*** Text block ***

WASHINGTON – According to the blog BuzzFeed, Gov. Andrew Cuomo wanted the support of the Working Families Party in this election so badly that a national labor leader was brought in to help broker the deal.
There’s nothing wrong with asking Richard Trumka, president of the AFL-CIO, to help, and nothing wrong with his influence in this instance. But for New Yorkers, Cuomo’s insistence on winning the support of the tiny Working Families Party could be a bookmark, even a guidepost on New York’s future.
Cuomo slid noiselessly into the Working Families Party endorsement last time, in 2010. This time, he had to hotly compete for it at the party’s convention in May with a video, and with some important promises. One of the most significant is Cuomo’s promise to break the power of a group of Democrats in the State Senate who had been helping Cuomo pursue moderate policies.
Cuomo promised the Working Families Party, which accounted for less than 1 percent of the total 2010 vote, to “pursue a raft of progressive goals” including a minimum wage hike, according to the New York Times. Like the Trumka call, there’s nothing wrong per se with following a progressive path like President Obama and like New York City’s liberal Mayor Bill de Blasio, who wants to raise state taxes on the rich.

*** End of Text block ***

**Requirement 1:**
In the article on Cuomo and the Working Families Party, what share of the total 2010 vote did the Working Families Party account for?
**Requirement 2:**
Copy the article on Cuomo and the Working Families Party from "WASHINGTON – According" up to and including "broker the deal.".

*** Data records ***

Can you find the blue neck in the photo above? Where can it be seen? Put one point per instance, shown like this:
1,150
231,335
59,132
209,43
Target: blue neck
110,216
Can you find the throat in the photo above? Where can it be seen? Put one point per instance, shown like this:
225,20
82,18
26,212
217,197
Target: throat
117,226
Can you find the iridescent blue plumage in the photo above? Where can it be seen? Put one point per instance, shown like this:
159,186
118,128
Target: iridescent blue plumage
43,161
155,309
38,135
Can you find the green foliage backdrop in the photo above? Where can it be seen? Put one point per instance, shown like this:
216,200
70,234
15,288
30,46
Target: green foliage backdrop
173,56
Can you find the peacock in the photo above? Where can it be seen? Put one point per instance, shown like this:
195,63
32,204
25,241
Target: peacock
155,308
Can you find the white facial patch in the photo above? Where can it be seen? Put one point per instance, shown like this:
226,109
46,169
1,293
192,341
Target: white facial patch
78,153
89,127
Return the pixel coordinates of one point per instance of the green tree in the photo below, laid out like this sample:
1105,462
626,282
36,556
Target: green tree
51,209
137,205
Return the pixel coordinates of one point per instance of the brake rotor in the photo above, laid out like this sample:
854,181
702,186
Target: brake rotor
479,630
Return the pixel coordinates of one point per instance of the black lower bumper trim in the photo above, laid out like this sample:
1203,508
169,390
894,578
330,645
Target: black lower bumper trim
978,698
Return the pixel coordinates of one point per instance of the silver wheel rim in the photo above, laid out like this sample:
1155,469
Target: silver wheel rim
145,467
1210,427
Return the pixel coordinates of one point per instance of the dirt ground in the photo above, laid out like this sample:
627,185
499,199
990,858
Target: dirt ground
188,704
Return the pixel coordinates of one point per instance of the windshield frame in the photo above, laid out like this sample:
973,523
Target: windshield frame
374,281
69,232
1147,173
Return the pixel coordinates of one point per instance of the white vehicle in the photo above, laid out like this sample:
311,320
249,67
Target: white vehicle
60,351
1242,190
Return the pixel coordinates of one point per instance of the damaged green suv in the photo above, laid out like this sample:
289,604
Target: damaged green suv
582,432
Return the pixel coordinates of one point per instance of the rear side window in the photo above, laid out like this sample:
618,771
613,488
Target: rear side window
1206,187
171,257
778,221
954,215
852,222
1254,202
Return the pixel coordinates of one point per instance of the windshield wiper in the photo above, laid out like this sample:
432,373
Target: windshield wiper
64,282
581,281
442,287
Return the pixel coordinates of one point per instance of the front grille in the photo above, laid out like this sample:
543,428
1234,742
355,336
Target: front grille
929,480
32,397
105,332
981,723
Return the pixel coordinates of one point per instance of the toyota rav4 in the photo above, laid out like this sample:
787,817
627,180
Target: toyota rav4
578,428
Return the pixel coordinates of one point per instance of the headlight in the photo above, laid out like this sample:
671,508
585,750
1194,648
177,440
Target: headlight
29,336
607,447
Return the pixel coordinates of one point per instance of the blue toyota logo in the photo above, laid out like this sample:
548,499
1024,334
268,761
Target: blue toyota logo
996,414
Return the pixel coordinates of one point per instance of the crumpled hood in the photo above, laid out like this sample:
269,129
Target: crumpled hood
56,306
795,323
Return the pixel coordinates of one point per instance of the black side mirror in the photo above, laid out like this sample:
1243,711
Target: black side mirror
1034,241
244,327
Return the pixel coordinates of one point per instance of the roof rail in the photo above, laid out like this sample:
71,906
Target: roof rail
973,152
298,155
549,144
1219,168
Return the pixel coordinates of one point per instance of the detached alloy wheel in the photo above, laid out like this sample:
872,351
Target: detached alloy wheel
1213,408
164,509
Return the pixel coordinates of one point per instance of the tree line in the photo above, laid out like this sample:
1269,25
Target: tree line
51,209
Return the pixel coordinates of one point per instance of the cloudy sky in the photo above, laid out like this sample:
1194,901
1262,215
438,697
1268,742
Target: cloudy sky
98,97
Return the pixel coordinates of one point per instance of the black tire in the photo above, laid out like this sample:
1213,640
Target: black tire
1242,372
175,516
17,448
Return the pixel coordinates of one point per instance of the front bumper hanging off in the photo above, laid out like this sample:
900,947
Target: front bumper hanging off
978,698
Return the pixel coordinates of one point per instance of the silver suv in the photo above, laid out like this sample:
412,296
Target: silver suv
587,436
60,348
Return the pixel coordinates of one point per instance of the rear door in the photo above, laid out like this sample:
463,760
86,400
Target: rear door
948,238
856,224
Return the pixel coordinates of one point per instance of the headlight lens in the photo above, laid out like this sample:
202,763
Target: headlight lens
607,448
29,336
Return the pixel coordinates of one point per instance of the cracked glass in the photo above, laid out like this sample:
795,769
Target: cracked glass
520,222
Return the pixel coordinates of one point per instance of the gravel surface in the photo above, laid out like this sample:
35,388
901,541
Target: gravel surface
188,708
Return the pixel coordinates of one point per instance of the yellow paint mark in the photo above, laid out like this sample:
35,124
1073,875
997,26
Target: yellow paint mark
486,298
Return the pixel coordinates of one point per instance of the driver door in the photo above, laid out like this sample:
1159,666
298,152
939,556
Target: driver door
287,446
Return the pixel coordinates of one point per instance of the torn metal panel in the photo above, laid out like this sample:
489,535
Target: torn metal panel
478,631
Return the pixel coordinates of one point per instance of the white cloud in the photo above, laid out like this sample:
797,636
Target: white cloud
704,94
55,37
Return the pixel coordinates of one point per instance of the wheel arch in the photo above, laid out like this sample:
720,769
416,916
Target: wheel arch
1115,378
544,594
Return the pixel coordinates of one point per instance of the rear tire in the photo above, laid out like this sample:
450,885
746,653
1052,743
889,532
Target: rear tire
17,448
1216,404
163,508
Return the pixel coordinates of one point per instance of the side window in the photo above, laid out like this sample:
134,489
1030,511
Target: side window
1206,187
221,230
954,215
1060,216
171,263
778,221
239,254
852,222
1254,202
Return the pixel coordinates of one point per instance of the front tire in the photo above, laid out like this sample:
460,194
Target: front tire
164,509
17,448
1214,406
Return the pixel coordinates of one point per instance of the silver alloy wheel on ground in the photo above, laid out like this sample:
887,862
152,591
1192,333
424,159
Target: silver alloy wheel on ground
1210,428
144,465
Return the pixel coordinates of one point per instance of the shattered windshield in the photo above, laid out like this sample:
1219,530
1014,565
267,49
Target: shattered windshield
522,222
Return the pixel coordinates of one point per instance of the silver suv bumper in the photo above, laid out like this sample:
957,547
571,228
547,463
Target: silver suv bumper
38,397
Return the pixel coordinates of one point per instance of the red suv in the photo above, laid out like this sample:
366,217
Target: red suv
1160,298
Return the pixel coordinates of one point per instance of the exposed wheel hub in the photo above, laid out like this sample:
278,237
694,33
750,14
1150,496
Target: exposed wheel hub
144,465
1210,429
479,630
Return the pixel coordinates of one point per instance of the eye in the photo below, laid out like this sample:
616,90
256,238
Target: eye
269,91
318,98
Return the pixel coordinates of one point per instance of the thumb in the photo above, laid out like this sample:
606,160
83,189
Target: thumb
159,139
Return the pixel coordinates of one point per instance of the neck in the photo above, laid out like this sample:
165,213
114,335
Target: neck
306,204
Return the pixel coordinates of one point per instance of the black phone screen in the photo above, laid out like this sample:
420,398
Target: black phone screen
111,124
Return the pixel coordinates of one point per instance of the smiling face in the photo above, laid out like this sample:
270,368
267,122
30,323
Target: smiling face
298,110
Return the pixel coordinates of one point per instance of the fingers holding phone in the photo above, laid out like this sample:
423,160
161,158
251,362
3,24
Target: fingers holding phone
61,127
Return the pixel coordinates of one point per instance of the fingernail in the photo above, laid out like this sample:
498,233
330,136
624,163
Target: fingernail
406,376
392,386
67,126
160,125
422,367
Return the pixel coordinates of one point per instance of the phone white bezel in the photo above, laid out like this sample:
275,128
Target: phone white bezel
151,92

*** End of Data records ***

**Exercise solution 1:**
Less than 1 percent.

**Exercise solution 2:**
WASHINGTON – According to the blog BuzzFeed, Gov. Andrew Cuomo wanted the support of the Working Families Party in this election so badly that a national labor leader was brought in to help broker the deal.